=== THE RECORDS ===

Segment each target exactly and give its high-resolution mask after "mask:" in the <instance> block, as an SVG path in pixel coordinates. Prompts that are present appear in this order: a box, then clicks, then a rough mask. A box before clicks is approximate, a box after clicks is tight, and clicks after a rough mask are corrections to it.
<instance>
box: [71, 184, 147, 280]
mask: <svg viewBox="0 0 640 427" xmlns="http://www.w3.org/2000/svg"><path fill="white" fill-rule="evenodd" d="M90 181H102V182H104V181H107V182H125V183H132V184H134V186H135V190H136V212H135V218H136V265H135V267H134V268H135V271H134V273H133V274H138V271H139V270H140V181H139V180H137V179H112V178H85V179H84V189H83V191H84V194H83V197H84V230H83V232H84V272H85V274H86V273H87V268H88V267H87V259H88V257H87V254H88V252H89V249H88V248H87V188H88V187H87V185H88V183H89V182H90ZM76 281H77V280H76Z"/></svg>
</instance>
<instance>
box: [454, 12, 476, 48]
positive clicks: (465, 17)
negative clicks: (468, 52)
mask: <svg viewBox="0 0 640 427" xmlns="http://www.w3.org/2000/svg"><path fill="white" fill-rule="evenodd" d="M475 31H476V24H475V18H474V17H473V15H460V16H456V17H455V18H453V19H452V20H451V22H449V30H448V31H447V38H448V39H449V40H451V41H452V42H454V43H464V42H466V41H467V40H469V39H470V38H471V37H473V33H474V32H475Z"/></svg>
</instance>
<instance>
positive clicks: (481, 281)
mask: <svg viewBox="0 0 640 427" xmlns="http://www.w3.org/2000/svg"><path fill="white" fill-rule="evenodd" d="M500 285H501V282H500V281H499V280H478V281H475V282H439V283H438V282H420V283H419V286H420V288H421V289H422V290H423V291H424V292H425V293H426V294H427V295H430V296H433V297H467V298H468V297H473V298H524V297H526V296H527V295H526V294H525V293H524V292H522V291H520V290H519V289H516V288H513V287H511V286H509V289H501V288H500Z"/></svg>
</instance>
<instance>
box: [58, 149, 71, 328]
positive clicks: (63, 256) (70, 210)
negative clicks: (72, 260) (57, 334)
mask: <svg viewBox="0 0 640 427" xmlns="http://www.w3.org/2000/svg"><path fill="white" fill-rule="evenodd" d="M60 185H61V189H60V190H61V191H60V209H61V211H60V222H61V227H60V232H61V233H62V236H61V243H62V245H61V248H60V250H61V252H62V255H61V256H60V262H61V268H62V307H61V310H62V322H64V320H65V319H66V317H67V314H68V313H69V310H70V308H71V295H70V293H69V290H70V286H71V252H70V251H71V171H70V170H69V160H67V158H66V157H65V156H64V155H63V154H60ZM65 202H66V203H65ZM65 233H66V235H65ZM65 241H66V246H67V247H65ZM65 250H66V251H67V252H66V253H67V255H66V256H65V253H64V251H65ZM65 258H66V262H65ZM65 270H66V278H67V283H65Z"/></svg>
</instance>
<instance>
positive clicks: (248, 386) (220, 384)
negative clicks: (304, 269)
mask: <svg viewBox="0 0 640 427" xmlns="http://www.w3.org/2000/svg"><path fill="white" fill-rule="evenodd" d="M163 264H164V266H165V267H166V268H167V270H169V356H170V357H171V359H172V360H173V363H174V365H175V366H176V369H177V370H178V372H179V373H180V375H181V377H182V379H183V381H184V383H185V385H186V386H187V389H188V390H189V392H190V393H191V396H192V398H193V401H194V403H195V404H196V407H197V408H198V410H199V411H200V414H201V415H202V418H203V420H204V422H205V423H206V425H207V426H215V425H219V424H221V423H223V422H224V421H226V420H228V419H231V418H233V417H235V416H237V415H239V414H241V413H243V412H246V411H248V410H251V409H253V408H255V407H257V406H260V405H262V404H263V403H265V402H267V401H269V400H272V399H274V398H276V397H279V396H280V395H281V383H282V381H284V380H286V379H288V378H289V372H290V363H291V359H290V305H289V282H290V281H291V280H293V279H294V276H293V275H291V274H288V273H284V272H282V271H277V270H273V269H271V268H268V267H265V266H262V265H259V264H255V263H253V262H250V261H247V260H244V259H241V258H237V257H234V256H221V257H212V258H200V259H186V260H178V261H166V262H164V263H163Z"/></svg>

===

- EXERCISE DIRECTIONS
Retype, in the same exact form, the lines of the material above from the line holding "box: [58, 149, 71, 328]" through the line holding "positive clicks: (248, 386) (220, 384)".

- RESULT OF THIS TASK
box: [58, 149, 71, 328]
positive clicks: (63, 256) (70, 210)
negative clicks: (72, 260) (57, 334)
mask: <svg viewBox="0 0 640 427" xmlns="http://www.w3.org/2000/svg"><path fill="white" fill-rule="evenodd" d="M60 185H61V189H60V190H61V191H60V209H61V211H60V222H61V227H60V232H61V233H62V236H61V243H62V245H61V248H60V250H61V252H62V255H61V256H60V262H61V268H62V307H61V310H62V322H64V320H65V319H66V317H67V314H68V313H69V310H70V308H71V295H70V293H69V290H70V286H71V252H70V251H71V171H70V170H69V160H67V158H66V157H65V156H64V155H63V154H60ZM65 202H66V203H65ZM65 233H66V235H65ZM65 241H66V246H67V247H65ZM65 250H66V251H67V252H66V253H67V255H66V256H65V253H64V251H65ZM65 258H66V262H65ZM65 270H66V278H67V283H65Z"/></svg>
</instance>
<instance>
positive clicks: (248, 386) (220, 384)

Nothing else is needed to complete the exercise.